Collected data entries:
....

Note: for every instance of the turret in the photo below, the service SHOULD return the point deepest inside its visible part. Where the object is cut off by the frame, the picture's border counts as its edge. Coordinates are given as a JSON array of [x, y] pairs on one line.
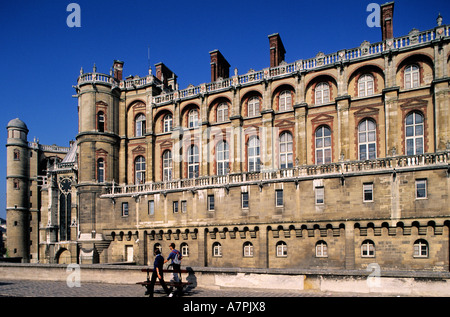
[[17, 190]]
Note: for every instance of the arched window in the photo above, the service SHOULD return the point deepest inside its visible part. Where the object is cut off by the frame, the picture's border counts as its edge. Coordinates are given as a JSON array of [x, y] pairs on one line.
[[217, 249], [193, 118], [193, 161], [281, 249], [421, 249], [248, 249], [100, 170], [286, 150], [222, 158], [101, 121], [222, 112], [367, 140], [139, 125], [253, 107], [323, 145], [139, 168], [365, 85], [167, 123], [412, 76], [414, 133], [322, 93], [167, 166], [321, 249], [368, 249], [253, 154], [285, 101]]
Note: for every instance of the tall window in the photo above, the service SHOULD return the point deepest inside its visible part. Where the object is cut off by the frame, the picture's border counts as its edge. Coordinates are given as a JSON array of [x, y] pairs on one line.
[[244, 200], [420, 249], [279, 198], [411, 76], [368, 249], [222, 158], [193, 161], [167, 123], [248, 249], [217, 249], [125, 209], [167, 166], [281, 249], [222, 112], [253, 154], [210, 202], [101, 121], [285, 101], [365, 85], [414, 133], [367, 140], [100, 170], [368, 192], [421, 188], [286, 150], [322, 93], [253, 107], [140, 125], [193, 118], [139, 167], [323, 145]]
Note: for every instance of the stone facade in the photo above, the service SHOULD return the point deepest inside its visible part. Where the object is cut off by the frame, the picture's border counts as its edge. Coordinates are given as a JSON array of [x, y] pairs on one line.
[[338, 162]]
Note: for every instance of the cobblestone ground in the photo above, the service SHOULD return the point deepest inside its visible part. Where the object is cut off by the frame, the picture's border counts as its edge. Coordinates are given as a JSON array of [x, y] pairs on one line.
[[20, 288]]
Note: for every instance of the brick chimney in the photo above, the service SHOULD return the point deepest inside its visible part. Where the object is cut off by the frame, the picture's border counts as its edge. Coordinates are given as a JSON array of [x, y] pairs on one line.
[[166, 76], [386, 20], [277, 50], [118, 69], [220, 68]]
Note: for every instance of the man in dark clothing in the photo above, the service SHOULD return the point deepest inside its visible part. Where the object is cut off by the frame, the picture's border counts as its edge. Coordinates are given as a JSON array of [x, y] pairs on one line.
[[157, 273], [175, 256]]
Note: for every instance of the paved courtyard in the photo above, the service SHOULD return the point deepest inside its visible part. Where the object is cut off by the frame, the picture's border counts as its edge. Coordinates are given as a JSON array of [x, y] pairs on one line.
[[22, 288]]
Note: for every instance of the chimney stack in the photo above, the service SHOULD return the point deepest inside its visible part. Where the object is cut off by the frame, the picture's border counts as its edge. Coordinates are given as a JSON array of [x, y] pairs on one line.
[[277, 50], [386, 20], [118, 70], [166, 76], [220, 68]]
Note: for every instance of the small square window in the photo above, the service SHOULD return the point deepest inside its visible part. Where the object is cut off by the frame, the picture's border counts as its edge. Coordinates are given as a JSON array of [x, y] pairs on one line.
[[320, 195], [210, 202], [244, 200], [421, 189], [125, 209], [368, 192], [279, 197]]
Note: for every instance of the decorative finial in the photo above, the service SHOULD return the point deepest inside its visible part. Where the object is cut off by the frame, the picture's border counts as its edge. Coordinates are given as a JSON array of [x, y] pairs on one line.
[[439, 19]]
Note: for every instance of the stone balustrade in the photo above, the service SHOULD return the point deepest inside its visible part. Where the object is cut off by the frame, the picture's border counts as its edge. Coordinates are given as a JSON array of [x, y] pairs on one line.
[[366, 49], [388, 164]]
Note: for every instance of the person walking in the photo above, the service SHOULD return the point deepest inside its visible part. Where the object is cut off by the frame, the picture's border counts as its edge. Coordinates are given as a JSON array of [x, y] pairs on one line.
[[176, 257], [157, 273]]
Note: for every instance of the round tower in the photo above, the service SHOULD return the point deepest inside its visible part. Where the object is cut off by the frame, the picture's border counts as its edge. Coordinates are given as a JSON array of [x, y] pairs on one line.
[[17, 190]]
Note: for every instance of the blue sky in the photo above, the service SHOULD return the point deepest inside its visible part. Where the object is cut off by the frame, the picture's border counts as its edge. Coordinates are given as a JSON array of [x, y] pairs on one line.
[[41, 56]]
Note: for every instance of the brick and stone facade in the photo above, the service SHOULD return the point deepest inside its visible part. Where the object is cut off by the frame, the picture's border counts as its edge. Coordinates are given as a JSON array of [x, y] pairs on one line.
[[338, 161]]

....

_What this task involves_:
Transcribe each entry exactly, pictures excluded.

_Expected output_:
Note: for every instance of the turret in the photo below, the service SHOULD return the point deepest inside its visible part. Where the object is cut off by the frame, the picture's border counts as its edge. Coordinates are given as a JSON array of [x, y] pairs on one line.
[[17, 190]]
Note: for every instance of the arched window in the photo above, the service SHOULD return the point deepest inside its visible part. Where the object is cut off by the frame, the picture's border counts as its edge. Coordinates are given as a JSON array of [x, y] pairs on one line.
[[217, 249], [193, 118], [193, 161], [281, 249], [421, 249], [248, 249], [100, 170], [286, 150], [222, 158], [101, 121], [222, 112], [367, 140], [139, 125], [253, 107], [323, 145], [139, 168], [365, 85], [167, 123], [412, 76], [414, 133], [322, 93], [167, 166], [321, 249], [368, 249], [253, 154], [285, 101]]
Note: for every instance of the tall window in the photo above, the service SHOULD return the point deepest inside its visible part. Where the object is cut off by the frame, the picture's border counts as its edge. Coordinates are given as a JSON array of [x, y] pairs on one line.
[[244, 200], [420, 249], [279, 198], [411, 76], [368, 249], [222, 158], [193, 161], [167, 123], [248, 249], [217, 249], [125, 209], [167, 166], [281, 249], [222, 112], [253, 154], [210, 202], [101, 121], [285, 101], [365, 85], [414, 133], [367, 140], [100, 170], [368, 192], [421, 188], [286, 150], [322, 93], [253, 107], [140, 125], [193, 118], [139, 167], [323, 145]]
Note: for every instance of the stone facade in the photo above, the service SHOULD return the point deepest inside its visible part. Where the object is cut off by the frame, the picture's border counts as its edge. Coordinates are given as a JSON array of [x, y] pairs on one line.
[[338, 162]]
Note: for every instance of the cobblestone ground in the photo above, the service SHOULD return the point deepest inside its visible part. Where the object is cut off by the frame, the picture's border counts as its edge. Coordinates are given as a JSON array of [x, y] pairs on one line.
[[20, 288]]
Note: for every instance of the brick chimney in the photo above, the service SHOULD return the point deepest inside its visible part. Where the object is cut off by the frame, the picture's border counts as its edge. Coordinates are given as a JSON array of [x, y] pairs on one line.
[[166, 76], [386, 20], [277, 50], [118, 69], [220, 68]]
Note: for every instance of the man in dark clothing in the photo above, the service SHOULD return the point deepest inside its visible part. Where the object is cut off by the frame, the picture's border counts as its edge. Coordinates are given as a JSON array of [x, y] pairs on one line.
[[157, 273], [175, 256]]
Note: for every instance of the paved courtyard in the photo above, the service SHOULD return the point deepest inside its visible part. Where the object is cut off by the frame, the picture's border counts as its edge. Coordinates are given as a JSON array of [x, y] pairs on one line.
[[22, 288]]
Note: for every instance of the chimney stack in the photo above, the service SHOULD return the point deepest inside its visible part. Where the object is cut off by the frame, the picture's border counts as its edge. Coordinates are given as a JSON array of [x, y] pairs on one line.
[[277, 50], [386, 20], [118, 70], [166, 76], [220, 68]]
Note: for every instance of the small square window in the photo above, the service SHOULD return the point deepest inside its visible part. Where the object is cut off by the frame, the picture's border counts as its edge. Coordinates are given as a JSON array of [x, y] pairs on one line.
[[320, 195], [210, 202], [244, 200], [421, 189], [125, 209], [368, 192], [279, 197]]
Note: for every instance of the decorative finial in the photo above, the service SHOULD return the point deepest inside its visible part. Where the object is cut off by the frame, the picture's border counts as its edge. Coordinates are given as a JSON array of [x, y] pairs on one line.
[[439, 19]]
Note: for every instance of the stone balustrade in the photo above, the service SHOULD return the point deepest inside its visible part. Where the object is cut off by the frame, the picture's border counts as its edge. Coordinates are given as a JSON array of [x, y] pairs on one line.
[[366, 49], [388, 164]]
Note: for every instance of the person walking in the photo above, the service SHOULD return the point deepest inside its visible part. Where the object is cut off by the frame, the picture's border counts as its edge. Coordinates are given as a JSON array of [x, y] pairs on one line.
[[176, 257], [157, 273]]
Note: for every instance of the round tower in the photo above, the service SHOULD return the point deepest inside its visible part. Where the object is cut off by the frame, the picture's border counts as its edge. Coordinates are given as a JSON array of [x, y] pairs on one line.
[[17, 190]]
Note: for every instance of the blue sky in the photo above, the service SHOULD return the point deepest inside its visible part. Where the object is cut off by the frame, the picture's border counts as its edge. Coordinates are given as a JSON array of [x, y] pairs on one line.
[[41, 56]]
Note: for every instance of the brick and stone facade in the photo above, the service SHOULD return the point deepest inside its visible part. Where the object is cut off by the frame, the picture's border counts as its edge. Coordinates are given as a JSON array of [x, y] pairs on one line.
[[338, 161]]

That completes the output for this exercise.